__Task set__:
1. From the chicken-breeding text below, list every breed it names as one that could be crossed with or introduced into the flock.
2. Using the chicken-breeding text below, decide whether each statement agrees with it, and give the deciding words: (a) The pea comb gene is linked to the blue egg gene. (b) Chipmunk-striped chicks are hard to find among Easter Eggers. (c) Muff/beard is a recessive gene.

__Extract to read__:
↓
Muff/beard is a dominant gene, so once it is out of the flock, it will stay gone.
Regarding combs, there is a linkage between the pea comb gene and the blue egg gene. So if you want to keep the blue egg gene, you will have to keep the pea comb as well. Crossing with any kind of Leghorn may increase the comb size (some pea combs are larger than others.) Or if you wanted single combs and blue eggs, you would want to introduce something like Cream Legbar that has the linkage of blue egg with not-pea comb.
I would look for chicks that show shades of brown (not grays or white, and not large amounts of black).
Chicks that are an even shade of buff or red all over, will more often grow up to have a fairly solid color at maturity (like Buff Orpingtons and Rhode Island Reds.)
Chicks that hatch with stripes like a chipmunk are more likely to grow up with the kind of patterning I see in the pictures of the EE hens. This is a common coloring in Easter Eggers, so you probably won't have much trouble finding chicks like that.
Brown Leghorn chicks are a good example of this color pattern.
Example from McMurray Hatchery:
https://www.mcmurrayhatchery.com/single_comb_brown_leghorns.html
The same pattern can also exist in silver (gold tones are replaced with white/gray tones.) McMurray's Silver Phoenix are an example of this color:
https://www.mcmurrayhatchery.com/phoenix.html
If you end up with some silver ones by mistake, just use them with a gold rooster and their daughters will have gold, so it won't really set your program back.
Are Easter Eggers usually darker fleshed? She was almost a bluish/grey.
I considered maybe breeding them with jersey giants to make them bigger bodied or maybe even Dark cornish to make them meatier.
↑
__Data for analysis__:
↓
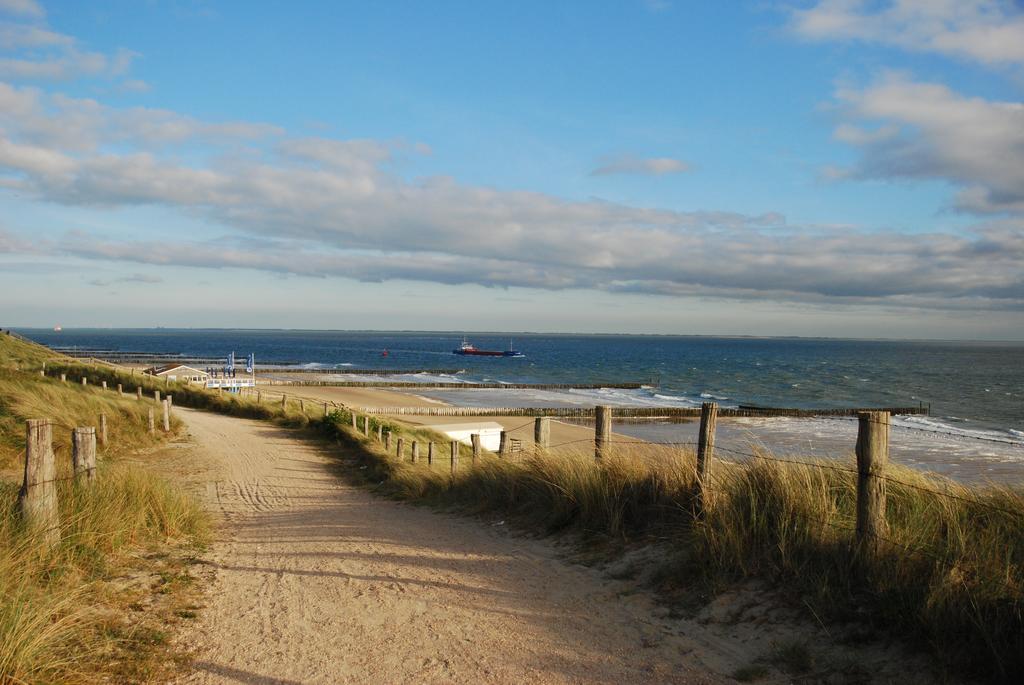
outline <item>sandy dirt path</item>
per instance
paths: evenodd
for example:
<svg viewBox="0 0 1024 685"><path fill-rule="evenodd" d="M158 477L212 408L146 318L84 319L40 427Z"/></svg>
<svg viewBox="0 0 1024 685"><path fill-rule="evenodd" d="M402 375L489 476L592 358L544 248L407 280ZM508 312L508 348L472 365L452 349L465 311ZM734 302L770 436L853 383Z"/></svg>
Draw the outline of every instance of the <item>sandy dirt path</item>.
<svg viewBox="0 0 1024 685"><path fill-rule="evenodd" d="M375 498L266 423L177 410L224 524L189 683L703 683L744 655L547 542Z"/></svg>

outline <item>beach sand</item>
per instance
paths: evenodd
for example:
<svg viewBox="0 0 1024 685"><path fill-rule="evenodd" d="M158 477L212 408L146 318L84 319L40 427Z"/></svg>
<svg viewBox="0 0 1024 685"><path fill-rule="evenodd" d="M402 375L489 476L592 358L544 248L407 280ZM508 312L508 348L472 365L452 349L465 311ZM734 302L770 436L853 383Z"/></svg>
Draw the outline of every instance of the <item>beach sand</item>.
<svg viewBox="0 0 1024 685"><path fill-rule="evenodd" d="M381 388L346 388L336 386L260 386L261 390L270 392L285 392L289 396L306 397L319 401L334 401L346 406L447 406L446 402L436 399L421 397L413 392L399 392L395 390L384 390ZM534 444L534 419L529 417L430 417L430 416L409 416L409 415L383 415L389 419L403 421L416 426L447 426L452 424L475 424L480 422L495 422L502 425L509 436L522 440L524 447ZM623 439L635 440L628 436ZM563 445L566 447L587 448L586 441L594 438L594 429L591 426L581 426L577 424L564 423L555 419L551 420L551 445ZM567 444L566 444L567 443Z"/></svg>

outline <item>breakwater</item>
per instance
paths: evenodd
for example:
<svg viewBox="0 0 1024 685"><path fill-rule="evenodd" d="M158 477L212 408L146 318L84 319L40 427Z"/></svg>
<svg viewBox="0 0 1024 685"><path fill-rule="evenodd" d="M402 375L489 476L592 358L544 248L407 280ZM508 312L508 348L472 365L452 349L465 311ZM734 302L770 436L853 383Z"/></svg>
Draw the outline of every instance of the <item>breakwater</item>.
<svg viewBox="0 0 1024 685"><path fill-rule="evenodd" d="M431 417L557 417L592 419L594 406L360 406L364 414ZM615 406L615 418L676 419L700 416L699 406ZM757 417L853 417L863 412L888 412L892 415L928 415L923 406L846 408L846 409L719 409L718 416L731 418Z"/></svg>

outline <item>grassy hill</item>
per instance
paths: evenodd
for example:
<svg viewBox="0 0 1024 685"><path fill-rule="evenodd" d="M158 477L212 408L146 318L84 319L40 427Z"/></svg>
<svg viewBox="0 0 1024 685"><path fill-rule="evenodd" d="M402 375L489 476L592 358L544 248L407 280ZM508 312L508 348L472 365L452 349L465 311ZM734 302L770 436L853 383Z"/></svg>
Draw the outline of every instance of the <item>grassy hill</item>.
↑
↓
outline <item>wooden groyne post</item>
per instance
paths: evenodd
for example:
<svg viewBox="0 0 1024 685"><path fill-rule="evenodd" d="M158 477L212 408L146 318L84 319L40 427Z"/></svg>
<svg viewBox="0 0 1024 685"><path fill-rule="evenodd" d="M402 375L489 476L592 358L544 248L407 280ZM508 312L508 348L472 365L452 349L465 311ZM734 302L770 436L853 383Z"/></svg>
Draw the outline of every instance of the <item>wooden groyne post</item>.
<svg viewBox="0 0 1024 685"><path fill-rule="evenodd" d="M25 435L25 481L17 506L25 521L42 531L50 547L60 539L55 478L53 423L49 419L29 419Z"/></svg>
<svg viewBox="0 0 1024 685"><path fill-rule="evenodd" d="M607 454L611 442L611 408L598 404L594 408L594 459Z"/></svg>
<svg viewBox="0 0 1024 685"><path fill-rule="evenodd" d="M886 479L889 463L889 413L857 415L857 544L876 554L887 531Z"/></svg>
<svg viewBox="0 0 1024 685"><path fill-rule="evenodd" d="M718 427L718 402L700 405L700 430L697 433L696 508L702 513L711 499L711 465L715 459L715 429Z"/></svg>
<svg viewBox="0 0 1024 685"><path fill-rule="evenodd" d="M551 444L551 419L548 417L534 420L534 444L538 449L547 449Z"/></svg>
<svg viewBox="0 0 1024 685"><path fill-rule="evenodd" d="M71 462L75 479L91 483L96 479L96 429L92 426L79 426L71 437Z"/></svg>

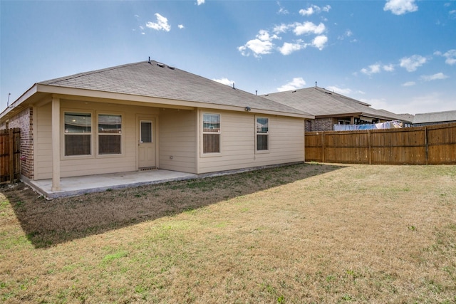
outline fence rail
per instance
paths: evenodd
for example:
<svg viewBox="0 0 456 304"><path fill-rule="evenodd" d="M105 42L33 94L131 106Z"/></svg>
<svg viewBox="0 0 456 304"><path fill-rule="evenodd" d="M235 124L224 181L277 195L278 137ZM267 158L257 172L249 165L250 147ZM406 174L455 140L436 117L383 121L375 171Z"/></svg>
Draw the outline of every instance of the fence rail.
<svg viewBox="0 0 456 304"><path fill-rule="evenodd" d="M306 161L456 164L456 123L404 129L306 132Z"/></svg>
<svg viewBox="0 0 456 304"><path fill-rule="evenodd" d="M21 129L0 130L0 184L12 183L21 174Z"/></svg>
↑
↓
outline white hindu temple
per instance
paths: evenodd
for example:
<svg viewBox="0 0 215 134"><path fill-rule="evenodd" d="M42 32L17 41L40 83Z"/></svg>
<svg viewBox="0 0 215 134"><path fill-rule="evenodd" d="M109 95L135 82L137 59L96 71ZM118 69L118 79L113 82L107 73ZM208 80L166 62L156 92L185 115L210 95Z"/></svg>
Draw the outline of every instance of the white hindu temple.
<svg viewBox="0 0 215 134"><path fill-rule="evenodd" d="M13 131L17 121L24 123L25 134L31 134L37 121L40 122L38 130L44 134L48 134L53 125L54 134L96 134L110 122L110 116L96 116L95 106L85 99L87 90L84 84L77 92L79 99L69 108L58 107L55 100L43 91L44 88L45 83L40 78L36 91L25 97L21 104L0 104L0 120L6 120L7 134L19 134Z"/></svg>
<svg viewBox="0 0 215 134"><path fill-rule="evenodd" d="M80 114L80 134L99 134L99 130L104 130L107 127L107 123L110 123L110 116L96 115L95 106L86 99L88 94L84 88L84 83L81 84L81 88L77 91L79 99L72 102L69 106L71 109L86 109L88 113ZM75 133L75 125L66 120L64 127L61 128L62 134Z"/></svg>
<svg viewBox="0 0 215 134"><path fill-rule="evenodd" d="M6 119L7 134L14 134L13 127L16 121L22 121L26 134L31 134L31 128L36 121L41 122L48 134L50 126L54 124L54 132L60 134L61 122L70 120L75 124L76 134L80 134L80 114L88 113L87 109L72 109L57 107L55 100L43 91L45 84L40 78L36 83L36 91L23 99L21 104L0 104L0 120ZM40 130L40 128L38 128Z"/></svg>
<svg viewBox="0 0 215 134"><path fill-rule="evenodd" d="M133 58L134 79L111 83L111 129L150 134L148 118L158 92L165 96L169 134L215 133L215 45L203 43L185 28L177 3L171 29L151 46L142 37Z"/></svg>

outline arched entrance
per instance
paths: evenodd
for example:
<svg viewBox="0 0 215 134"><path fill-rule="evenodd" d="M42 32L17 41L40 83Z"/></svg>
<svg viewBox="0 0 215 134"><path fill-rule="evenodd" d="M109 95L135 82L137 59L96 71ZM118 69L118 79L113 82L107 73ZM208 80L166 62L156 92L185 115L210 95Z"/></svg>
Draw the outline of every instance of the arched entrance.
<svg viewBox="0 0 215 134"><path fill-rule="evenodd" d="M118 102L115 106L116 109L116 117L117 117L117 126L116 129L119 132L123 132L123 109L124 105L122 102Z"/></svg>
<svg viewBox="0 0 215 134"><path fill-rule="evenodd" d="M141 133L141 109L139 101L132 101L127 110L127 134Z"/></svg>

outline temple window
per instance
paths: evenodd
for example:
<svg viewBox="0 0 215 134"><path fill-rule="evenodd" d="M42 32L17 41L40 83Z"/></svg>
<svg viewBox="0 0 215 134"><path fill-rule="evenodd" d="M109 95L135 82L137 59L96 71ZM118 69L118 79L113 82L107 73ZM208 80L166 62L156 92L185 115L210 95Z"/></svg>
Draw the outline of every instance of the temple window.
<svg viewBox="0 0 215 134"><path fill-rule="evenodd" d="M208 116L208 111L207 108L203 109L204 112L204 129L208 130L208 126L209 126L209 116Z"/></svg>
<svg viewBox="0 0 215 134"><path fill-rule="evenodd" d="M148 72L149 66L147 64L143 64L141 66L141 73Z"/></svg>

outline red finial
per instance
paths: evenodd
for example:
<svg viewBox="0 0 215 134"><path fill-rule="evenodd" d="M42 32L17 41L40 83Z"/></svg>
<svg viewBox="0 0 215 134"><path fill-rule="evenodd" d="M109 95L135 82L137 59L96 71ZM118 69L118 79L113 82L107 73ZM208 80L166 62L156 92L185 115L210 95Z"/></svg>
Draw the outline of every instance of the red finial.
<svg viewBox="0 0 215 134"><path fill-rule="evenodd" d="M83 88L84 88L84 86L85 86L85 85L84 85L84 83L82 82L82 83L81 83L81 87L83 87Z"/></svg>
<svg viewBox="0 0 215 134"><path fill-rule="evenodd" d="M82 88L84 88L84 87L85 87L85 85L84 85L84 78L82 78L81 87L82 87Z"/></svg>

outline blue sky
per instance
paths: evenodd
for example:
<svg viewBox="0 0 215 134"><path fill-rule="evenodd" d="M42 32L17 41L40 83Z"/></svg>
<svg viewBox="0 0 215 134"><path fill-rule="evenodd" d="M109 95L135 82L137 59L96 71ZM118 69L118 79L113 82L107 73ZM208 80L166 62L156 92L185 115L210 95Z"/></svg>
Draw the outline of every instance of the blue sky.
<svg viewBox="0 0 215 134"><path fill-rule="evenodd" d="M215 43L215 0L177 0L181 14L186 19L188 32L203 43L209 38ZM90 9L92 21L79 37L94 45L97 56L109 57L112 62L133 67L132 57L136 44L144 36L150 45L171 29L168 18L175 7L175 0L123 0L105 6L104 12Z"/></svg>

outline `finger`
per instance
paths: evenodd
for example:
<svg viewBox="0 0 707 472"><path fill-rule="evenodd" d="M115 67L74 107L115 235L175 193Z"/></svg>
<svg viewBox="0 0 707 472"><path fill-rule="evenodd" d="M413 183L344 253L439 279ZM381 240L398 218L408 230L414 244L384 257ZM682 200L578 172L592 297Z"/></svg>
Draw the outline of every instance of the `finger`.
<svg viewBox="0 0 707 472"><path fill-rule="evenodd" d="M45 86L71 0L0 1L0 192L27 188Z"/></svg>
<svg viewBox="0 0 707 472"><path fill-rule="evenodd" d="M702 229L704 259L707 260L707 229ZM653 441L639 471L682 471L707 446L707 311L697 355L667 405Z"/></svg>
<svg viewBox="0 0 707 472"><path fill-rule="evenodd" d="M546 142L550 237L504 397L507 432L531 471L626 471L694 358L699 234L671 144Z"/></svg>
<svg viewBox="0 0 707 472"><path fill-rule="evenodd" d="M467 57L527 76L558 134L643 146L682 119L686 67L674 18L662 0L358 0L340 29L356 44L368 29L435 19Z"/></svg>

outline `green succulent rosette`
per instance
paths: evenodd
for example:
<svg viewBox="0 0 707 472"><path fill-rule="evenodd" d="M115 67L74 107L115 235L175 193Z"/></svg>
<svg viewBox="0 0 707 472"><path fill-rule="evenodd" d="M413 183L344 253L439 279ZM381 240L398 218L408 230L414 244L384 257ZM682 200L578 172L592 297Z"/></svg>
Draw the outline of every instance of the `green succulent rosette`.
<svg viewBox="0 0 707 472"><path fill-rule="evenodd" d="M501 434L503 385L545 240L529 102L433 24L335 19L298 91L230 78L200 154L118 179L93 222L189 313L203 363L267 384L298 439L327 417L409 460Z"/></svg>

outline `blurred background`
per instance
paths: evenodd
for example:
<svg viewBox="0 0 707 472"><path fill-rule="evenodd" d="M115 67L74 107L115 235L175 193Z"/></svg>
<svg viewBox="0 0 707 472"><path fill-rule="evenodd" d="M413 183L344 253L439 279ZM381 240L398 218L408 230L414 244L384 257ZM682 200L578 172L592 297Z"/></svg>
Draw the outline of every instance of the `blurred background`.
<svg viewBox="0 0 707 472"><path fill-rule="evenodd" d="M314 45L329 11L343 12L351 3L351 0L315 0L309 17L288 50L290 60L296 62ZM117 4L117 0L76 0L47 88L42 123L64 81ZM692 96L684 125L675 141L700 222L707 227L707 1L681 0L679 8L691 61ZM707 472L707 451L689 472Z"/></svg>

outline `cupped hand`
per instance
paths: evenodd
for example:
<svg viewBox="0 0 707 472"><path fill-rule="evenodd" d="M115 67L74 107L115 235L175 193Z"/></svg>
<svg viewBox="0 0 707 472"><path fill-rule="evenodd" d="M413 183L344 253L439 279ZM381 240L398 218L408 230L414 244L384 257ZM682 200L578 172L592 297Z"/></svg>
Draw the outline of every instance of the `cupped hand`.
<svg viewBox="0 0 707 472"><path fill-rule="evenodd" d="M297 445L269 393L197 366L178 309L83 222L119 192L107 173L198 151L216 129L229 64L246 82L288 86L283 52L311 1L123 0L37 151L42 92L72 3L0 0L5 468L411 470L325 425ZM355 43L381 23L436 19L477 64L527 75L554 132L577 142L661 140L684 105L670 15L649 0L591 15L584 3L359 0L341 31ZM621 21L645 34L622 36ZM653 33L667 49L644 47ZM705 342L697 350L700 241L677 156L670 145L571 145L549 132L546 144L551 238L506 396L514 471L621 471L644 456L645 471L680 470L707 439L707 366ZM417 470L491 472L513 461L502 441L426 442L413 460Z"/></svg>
↑
__Answers for each item__:
1.
- Leghorn
- Cream Legbar
- Jersey Giants
- Dark Cornish

2.
(a) Yes: "there is a linkage between the pea comb gene and the blue egg gene."
(b) No: "This is a common coloring in Easter Eggers, so you probably won't have much trouble finding chicks like that."
(c) No: "Muff/beard is a dominant gene"